=== PROBLEMS TO WORK ON ===
(a) In the news story about the BGM High School football team, what are Mollie Tibbetts's initials set in on the players' jerseys?
(b) Continue the news story about the BGM High School football team honoring Mollie Tibbetts, starting after its last sentence.

=== READING PASSAGE ===
BROOKLYN, Iowa. — The BGM High School football team is honoring their starting quarterback`s older sister, Mollie Tibbetts, every Friday night on their jerseys and helmets.
Scott Tibbetts has had a strong start to the 2018 high school football season. He and his teammates want to play hard to keep the memory of Mollie Tibbetts alive.
Brooklyn, Iowa is a small town about 70 miles east of Des Moines. With a population of about 1,400 people — just about everyone knows each other.
An emblem with Mollie’s initials is on the bears’ jerseys. Those initials are set in a heart with wings.
A teammate told a reporter with WHO-DT that playing football helps to clear their minds on the recent tragedy.
Scott has been carrying the team to victory every Friday night. The team is currently undefeated.
One fan said every time the team scores or gets a touchdown, it feels like Mollie is saying from heaven — good job, boys.

=== DATA UNDER STUDY ===

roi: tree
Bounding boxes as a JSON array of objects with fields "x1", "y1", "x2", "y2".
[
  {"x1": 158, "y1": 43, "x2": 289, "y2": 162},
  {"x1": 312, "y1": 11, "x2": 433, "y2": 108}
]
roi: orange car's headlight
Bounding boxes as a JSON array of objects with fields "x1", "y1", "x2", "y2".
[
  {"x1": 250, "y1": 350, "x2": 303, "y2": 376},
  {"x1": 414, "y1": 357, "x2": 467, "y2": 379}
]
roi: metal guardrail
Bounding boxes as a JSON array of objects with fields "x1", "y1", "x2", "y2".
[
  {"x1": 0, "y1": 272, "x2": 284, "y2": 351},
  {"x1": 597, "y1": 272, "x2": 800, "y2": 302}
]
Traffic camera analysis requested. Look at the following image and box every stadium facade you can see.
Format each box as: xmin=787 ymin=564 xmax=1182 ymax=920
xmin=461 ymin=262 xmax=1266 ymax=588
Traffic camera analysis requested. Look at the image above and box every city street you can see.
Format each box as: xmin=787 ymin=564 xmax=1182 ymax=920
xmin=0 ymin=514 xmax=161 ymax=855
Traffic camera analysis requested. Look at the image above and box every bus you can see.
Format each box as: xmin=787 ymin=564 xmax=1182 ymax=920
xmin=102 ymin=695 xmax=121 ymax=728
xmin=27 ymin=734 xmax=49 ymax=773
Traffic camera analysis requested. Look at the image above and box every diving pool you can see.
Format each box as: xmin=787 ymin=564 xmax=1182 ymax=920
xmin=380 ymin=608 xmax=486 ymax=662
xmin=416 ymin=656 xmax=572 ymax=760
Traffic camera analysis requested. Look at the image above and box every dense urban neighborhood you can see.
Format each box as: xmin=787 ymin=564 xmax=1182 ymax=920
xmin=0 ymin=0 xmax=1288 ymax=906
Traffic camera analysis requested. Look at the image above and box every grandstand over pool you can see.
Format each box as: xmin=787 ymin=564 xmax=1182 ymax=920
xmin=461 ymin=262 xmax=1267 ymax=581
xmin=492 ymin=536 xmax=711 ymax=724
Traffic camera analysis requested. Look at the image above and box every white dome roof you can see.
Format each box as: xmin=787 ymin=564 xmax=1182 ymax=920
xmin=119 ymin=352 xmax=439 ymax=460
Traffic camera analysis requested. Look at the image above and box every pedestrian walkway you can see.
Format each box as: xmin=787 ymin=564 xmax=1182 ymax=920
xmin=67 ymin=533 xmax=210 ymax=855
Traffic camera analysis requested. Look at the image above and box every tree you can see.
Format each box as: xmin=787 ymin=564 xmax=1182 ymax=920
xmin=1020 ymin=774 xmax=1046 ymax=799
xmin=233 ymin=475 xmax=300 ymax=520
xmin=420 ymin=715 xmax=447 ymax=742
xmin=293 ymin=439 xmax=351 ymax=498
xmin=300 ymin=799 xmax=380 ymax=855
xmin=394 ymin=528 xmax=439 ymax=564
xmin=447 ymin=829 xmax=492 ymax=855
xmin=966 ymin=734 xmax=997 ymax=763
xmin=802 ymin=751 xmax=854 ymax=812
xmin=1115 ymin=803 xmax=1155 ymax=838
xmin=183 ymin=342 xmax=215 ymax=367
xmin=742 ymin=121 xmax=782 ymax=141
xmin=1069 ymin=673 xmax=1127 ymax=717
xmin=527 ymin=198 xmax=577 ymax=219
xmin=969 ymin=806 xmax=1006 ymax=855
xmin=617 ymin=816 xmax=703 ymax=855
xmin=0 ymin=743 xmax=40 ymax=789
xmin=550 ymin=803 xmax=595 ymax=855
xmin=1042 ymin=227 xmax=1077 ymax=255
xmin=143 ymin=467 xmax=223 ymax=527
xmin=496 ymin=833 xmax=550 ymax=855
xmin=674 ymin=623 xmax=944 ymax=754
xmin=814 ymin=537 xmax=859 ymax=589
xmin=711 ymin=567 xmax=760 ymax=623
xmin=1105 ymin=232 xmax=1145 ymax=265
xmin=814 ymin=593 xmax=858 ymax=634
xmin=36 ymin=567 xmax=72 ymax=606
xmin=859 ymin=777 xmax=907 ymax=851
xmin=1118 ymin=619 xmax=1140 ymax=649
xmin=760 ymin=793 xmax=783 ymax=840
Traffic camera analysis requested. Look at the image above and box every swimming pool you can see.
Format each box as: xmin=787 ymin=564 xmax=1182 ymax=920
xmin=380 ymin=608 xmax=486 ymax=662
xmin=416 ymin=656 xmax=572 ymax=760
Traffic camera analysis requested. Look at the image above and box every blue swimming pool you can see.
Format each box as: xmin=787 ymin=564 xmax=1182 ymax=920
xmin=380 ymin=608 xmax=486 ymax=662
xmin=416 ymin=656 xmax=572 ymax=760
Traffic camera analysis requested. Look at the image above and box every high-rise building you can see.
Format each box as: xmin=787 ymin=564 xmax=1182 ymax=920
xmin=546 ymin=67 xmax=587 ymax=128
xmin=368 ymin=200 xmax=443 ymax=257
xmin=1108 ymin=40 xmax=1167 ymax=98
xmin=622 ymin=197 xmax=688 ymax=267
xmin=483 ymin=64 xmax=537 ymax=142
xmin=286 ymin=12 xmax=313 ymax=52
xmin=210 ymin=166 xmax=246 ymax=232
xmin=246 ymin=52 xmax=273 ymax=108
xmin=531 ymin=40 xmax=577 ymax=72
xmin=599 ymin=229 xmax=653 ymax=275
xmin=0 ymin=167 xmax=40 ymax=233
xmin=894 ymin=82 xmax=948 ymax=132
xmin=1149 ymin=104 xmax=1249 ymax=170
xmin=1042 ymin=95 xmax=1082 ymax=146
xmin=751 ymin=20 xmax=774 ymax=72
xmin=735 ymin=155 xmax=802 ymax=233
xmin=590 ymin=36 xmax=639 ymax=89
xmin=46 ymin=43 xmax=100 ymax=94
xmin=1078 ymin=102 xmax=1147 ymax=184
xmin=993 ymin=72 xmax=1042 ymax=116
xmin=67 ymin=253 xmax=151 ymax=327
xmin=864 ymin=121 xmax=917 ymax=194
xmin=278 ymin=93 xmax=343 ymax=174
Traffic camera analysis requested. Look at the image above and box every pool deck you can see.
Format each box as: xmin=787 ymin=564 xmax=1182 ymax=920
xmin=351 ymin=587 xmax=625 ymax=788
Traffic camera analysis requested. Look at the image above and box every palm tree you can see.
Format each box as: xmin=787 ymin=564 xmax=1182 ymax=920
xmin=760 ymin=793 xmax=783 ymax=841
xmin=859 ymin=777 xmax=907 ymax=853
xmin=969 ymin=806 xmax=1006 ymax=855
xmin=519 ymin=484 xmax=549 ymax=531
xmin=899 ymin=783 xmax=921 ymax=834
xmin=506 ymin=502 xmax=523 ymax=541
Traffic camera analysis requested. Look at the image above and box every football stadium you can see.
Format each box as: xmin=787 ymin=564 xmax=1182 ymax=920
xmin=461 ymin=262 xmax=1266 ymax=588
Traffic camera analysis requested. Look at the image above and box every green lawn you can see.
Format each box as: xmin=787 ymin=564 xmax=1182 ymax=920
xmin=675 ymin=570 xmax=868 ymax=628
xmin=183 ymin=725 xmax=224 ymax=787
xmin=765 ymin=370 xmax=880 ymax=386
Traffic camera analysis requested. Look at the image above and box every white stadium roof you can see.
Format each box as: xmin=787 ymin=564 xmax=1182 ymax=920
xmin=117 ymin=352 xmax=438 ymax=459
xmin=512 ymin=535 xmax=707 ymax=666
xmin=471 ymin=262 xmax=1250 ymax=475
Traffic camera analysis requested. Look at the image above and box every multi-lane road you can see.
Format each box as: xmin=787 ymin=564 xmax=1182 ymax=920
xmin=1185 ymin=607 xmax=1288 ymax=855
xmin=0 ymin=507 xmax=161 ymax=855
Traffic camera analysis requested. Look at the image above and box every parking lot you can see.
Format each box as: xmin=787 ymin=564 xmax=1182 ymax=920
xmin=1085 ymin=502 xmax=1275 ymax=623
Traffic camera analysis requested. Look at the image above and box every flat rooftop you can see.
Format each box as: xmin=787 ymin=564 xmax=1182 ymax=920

=== TASK-BY-TASK ANSWERS ===
(a) A heart with wings.

(b)
The team beat North Mahaska 56-0 Friday night.
As Community Comes Together, The Investigation Continues
On Thursday, federal immigration and homeland security agents met with employees and owners of the Brooklyn dairy farm that employed the man charged with killing Iowa college student Mollie Tibbetts.
Officials with Yarrabee Farms said the visit lasted about two hours.
The farm, owned by the family of Craig Lang, a former candidate for Iowa agriculture secretary, said it continues to cooperate with local, state, and federal authorities.
Assistant DCI Director Mitch Mortvedt said there were “one or two” state agents at Yarrabee Farms Thursday in an assisting capacity, but he deferred further comment to the federal Department of Homeland Security and Immigration and Customs Enforcement, whose agents he said were handling the matter.
It wasn’t immediately clear whether the agents were investigating the dairy farm’s employment practices, the slaying of the college student, or both.
Mollie went missing on July 18, 2018 after leaving her boyfriend’s brother’s home for an evening jog. After a month long search, police arrested 24-year-old Cristhian Bahena Rivera as a suspect in her death. Surveillance camera footage shows his car followed her on her jog.
Rivera led police to her body in a Poweshiek County cornfield on August 21.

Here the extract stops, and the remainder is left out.